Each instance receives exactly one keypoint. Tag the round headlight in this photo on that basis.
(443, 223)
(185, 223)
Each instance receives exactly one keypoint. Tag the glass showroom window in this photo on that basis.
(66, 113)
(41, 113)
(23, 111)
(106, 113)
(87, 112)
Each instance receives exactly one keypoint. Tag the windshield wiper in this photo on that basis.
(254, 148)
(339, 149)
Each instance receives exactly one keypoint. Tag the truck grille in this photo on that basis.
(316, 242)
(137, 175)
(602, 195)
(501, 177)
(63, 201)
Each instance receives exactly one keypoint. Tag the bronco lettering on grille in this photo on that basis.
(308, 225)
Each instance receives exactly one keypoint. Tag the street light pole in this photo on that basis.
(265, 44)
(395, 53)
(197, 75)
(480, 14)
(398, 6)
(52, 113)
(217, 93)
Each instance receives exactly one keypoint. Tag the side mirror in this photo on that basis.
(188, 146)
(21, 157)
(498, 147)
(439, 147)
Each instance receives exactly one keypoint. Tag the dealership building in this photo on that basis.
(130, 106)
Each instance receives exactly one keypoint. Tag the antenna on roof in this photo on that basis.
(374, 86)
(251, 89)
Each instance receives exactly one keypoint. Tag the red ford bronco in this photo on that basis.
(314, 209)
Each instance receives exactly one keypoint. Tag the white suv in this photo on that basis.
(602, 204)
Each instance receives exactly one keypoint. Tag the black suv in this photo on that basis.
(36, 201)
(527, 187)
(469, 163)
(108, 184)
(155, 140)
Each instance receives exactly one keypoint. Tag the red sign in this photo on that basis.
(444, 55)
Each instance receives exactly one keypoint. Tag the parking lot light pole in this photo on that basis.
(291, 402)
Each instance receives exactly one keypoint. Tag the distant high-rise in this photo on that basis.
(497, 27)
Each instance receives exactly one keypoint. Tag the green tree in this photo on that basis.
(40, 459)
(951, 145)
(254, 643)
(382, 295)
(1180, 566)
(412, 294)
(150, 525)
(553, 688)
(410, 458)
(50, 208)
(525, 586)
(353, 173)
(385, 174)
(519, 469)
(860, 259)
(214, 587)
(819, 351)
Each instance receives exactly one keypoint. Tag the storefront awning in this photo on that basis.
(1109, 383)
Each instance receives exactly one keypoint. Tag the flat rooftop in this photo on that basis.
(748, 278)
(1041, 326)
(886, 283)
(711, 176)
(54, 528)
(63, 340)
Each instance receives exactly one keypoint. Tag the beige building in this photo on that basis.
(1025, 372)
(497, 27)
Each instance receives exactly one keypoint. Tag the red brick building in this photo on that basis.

— Description of the task —
Write out the listing once more, matching it exactly.

— Task result —
Each instance receives exactly one keypoint. Tag the round headlight in this photo on that basis.
(443, 223)
(185, 223)
Each instance receives exactly one keypoint. Tag the glass showroom window in this photo on that basis.
(66, 113)
(41, 113)
(23, 111)
(106, 113)
(87, 112)
Each instance receives exactly one keypoint. Tag the windshield wiper in this photo on that basis.
(254, 148)
(339, 149)
Each instance receives exactly one keypoint. Tag the truck grille in this photo on that basis.
(316, 242)
(137, 175)
(602, 195)
(501, 177)
(63, 201)
Each instance receives exactly one keypoint. Tag the bronco lettering on grille in this photo on that basis.
(308, 225)
Each instance receives exactly one keypoint. Tag the street light pole in this photo on that basis.
(265, 44)
(395, 53)
(197, 75)
(480, 14)
(398, 6)
(52, 113)
(217, 93)
Each instance receives exactly one keypoint. Tag the side mirror in this photo on that basis.
(188, 146)
(21, 157)
(498, 147)
(439, 147)
Each instance receives exactly one keypoint. Tag the dealership building in this photo on that basis.
(130, 106)
Each instance receives exactly one keypoint. Tag the antenna on roof in this photo on that basis.
(374, 86)
(251, 89)
Each instance receives exactly one keypoint. Tag the red ford bronco in this photo on that basis.
(314, 209)
Each instance receives exactly one keypoint. Tag the white suv in this photo on that basis.
(602, 204)
Each instance receives exactly one keypoint. Tag the black suv in this photo on that basis.
(36, 201)
(527, 187)
(469, 163)
(108, 184)
(155, 140)
Each instance receives exactly one keypoint. Tag the red sign in this photo on that basis.
(444, 55)
Each instance receives exactly one keypoint. Tag the parking lot light pole in this photo on that basis.
(291, 402)
Each instance receives exactly one keypoint. Tag the distant high-rise in this photo on that basis.
(497, 27)
Each instance receives exactly one keypoint. Tag the green tree in this photo on that basis.
(40, 459)
(951, 145)
(254, 643)
(382, 295)
(1180, 566)
(412, 294)
(150, 525)
(553, 688)
(410, 458)
(50, 208)
(525, 586)
(353, 173)
(385, 174)
(519, 469)
(860, 259)
(214, 587)
(819, 351)
Each instance receives exactly one keypoint. Tag the storefront awning in this photo on that basis.
(1109, 383)
Each instance receives exactly one keypoint. Tag the flat rooftop in this photo on that basis.
(748, 278)
(1041, 326)
(886, 283)
(711, 176)
(54, 528)
(63, 340)
Each instance receives exactly one keypoint. Tag the beige building in this photo on that basis.
(1025, 372)
(497, 27)
Each instance receives exactly one keypoint. Tag the red brick building in this photo on that basis.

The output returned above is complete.